=== Required task ===
Reproduce the listing verbatim.

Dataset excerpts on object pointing
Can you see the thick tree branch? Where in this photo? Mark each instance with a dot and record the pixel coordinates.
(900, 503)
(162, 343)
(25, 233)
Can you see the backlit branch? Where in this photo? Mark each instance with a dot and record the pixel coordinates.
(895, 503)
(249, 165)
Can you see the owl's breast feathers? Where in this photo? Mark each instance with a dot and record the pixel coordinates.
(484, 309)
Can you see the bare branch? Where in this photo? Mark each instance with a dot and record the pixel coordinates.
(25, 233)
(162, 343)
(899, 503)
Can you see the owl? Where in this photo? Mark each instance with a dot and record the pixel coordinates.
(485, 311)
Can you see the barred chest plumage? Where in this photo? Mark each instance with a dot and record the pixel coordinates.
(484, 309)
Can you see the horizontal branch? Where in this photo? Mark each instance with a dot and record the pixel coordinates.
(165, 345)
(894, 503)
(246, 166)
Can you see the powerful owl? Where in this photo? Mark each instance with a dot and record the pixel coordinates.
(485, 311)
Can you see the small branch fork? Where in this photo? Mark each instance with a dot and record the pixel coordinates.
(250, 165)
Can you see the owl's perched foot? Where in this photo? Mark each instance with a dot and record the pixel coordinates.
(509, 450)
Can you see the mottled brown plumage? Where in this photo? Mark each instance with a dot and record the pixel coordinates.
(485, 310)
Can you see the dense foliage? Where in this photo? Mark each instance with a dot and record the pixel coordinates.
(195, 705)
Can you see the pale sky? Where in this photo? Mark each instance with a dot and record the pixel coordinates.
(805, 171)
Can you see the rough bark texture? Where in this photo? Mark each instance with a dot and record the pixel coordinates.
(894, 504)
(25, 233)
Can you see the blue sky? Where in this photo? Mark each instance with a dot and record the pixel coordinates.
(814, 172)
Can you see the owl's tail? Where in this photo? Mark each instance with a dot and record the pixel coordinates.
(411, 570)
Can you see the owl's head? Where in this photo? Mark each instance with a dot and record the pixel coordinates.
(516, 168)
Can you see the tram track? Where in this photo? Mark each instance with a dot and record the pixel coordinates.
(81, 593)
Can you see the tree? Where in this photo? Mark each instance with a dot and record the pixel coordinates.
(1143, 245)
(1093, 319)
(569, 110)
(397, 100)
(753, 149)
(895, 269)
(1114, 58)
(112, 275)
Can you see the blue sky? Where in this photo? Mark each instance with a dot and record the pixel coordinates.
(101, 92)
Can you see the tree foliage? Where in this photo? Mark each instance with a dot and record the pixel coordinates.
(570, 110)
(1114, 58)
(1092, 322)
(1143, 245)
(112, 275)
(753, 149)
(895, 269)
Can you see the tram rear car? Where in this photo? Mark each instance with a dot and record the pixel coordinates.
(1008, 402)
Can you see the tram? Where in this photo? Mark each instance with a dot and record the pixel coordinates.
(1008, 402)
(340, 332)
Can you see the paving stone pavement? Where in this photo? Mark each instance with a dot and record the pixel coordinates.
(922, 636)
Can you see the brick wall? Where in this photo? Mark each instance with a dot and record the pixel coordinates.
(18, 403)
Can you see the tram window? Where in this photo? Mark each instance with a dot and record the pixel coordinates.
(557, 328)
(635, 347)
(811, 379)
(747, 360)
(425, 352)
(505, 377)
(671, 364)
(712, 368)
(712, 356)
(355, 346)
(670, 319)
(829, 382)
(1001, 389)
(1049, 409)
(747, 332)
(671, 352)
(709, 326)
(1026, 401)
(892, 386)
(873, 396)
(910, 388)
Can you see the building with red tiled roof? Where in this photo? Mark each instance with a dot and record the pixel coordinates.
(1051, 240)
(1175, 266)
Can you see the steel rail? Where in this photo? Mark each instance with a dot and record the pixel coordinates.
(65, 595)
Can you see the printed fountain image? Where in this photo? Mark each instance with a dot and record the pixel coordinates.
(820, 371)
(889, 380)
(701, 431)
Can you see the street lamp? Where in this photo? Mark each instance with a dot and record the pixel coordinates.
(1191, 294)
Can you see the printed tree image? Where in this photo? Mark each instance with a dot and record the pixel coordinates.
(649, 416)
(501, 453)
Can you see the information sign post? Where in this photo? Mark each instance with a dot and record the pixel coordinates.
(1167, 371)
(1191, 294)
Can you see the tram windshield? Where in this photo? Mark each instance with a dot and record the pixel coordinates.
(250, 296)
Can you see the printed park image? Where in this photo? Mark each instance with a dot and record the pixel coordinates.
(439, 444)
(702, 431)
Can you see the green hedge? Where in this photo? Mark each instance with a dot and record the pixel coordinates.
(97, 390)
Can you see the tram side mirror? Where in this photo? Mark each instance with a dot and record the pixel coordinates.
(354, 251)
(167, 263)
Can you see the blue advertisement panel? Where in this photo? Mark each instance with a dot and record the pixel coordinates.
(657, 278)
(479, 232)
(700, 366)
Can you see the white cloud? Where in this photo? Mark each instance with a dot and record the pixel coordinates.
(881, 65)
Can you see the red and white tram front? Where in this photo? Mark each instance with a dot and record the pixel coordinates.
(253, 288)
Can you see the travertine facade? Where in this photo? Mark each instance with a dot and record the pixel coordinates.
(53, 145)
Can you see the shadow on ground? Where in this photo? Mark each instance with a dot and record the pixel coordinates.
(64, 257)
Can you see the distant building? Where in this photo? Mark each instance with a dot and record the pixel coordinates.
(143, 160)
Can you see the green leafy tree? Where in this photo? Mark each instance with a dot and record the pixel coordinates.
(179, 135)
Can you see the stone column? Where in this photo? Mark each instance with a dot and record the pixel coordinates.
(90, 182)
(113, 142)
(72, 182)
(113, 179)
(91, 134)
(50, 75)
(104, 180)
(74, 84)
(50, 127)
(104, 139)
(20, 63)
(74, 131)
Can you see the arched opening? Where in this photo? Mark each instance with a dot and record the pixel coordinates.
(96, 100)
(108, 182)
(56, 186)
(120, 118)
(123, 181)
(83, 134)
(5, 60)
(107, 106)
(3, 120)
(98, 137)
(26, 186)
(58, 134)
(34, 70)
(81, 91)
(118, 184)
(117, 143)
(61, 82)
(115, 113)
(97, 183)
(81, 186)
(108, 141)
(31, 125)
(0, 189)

=== Answer in full ===
Can you see the thick tree branch? Where in this photo? Mark each instance with a dot and record the pixel coordinates.
(900, 503)
(162, 343)
(25, 233)
Can you see the backlit branch? Where in this photo? Mark each instance with a dot and record the pixel coordinates.
(895, 503)
(249, 165)
Can you see the owl's breast feathers? Where in this photo? Mark each instance with a dot and record the pixel coordinates.
(484, 309)
Can you see the bare branch? Where in this photo? Mark each instance with a dot and record the pixel coordinates.
(25, 233)
(162, 343)
(899, 503)
Can you see the owl? Where in this photo? Mark each instance with a dot and record the pixel coordinates.
(485, 311)
Can you see the barred chest plumage? Where in this photo? Mark each instance with a dot and record the pixel coordinates.
(484, 309)
Can you see the horizontal branch? Where in this photo? Mark each instance with a dot and record the pixel coordinates.
(165, 345)
(894, 503)
(246, 166)
Can you see the powerful owl? Where in this photo? Mark each instance with a dot and record the pixel coordinates.
(485, 311)
Can you see the small branch fork? Where in this photo? Mark each instance with a dot and record the pixel coordinates.
(250, 165)
Can you see the owl's perched foot? Where in this photo? Mark each instance with a dot and record the pixel coordinates.
(509, 450)
Can you see the mottled brown plumage? Where in this photo? Mark each instance with a dot and record the pixel coordinates.
(485, 310)
Can you see the dense foliage? Where in this photo? Mark each instance with a dot and record the pixel coordinates.
(195, 705)
Can you see the pale sky? Where in this photo? Mark each instance with a dot and record the pixel coordinates.
(805, 171)
Can you see the rough bark texture? Where in this photo? Mark each instance with a dot and record the pixel coordinates.
(894, 504)
(25, 233)
Can you see the blue sky? Where in this photo? Mark each instance with a dot and record the pixel coordinates.
(814, 172)
Can you see the owl's tail? Where in this photo? Mark each instance with a dot and record the pixel coordinates.
(411, 570)
Can you see the owl's head? Where in this photo? Mark each instance with a dot and record the pixel coordinates.
(516, 168)
Can you see the tram track? Where in this photo? Mark each instance with a dot and record the pixel coordinates.
(81, 593)
Can you see the tree? Where in this photo? Mark each instance with a dot and record the pixel coordinates.
(1143, 245)
(1093, 319)
(569, 110)
(397, 100)
(753, 149)
(895, 269)
(1114, 58)
(112, 275)
Can you see the blue sky? Where in this photo? Mark each instance with a dot and record the pixel coordinates.
(101, 92)
Can you see the tree foliage? Where in this photo? Mark each instance with a dot and record the pixel coordinates.
(570, 110)
(1114, 58)
(1092, 322)
(1143, 245)
(112, 275)
(753, 149)
(895, 269)
Can you see the tram rear car? Where in this photo? Mark each instance with a dot and record the pixel coordinates.
(1008, 402)
Can you see the tram? Where in this photo? Mark each instance with a dot and record the pixel coordinates.
(1008, 402)
(340, 332)
Can you see the paving stone pavement? Where in this photo? Mark each instance with a dot and record the pixel coordinates.
(922, 636)
Can you see the brick wall? Where in this photo? Mark each instance with a dot and record the pixel coordinates.
(18, 403)
Can you see the tram window? Where in this photo? Mark each instance with a dot and record the pixel coordinates.
(557, 328)
(635, 347)
(811, 379)
(747, 360)
(425, 352)
(505, 377)
(671, 364)
(712, 368)
(712, 356)
(355, 346)
(670, 319)
(829, 382)
(1001, 389)
(1049, 409)
(747, 332)
(671, 352)
(709, 326)
(1026, 401)
(892, 386)
(873, 396)
(910, 388)
Can you see the building with red tiled roof? Where in this photo? Mark each instance with a dot and record the pixel coordinates.
(1051, 240)
(1175, 266)
Can you see the steel rail? Where in this photo? Mark each instance with a dot and record the pixel coordinates.
(65, 595)
Can you see the printed fountain image? Where in this photo? Mark each instance with a dot and record the pixel coordinates.
(820, 371)
(889, 380)
(701, 431)
Can you see the street lamp? Where in this photo? Mark each instance with a dot and record the pixel coordinates.
(1191, 294)
Can you see the printed tree image? Where in this photo? Mark each instance with a dot and record the pixel coordinates.
(649, 416)
(501, 453)
Can you see the information sign post? Where in this photo? Mark each instance with a dot and record the pixel coordinates.
(1167, 371)
(1191, 294)
Can you see the tram windshield? Where in this photo? Mark each instance with a dot and record the pixel coordinates.
(250, 296)
Can you see the printed park image? Where in this photo? Mark each instance with a dot and record the pixel coordinates.
(439, 444)
(702, 431)
Can you see the green hedge? Where in this photo? Mark each instance with a dot and record the pixel coordinates.
(97, 390)
Can you see the tram side mirror? Where in this photo? Mark each instance with a dot and record the pixel coordinates.
(354, 251)
(167, 263)
Can you see the blue advertisement panel? Where in this photo? Mark each instance with a dot and record the pixel coordinates.
(657, 278)
(479, 232)
(700, 366)
Can you see the white cloud? Where in this photo? Mark each instance with a dot and record the pixel coordinates.
(881, 65)
Can you see the red and white tram front? Where in this photo? Mark each instance with a dot and record the pixel coordinates.
(253, 288)
Can you see the travertine facade? Where in this photo? Mark each instance with a dot and record the pixel coordinates.
(53, 145)
Can you see the shadow on ground? Where in this photo? Mark each instance with a dot and record the pixel coordinates.
(64, 257)
Can you see the distant building? Where in this photo? Mark each instance with a dot and record the pixel coordinates.
(143, 160)
Can you see the green leafy tree? Where in this photo? Mark each instance with a dot and record the pixel coordinates.
(179, 135)
Can you see the stone column? Where in this photo? Mark each instance with a dot and record the pixel coordinates.
(90, 182)
(113, 142)
(72, 182)
(113, 179)
(91, 134)
(50, 75)
(104, 180)
(74, 84)
(50, 127)
(104, 139)
(20, 63)
(74, 131)
Can you see the arched opening? Where in this photo? Mark each instance with a dot and record the pixel coordinates.
(96, 100)
(108, 182)
(56, 186)
(120, 118)
(123, 181)
(83, 134)
(5, 60)
(107, 106)
(3, 120)
(98, 137)
(26, 186)
(58, 134)
(34, 70)
(81, 91)
(118, 184)
(117, 143)
(61, 82)
(115, 113)
(97, 183)
(81, 186)
(108, 141)
(31, 125)
(0, 189)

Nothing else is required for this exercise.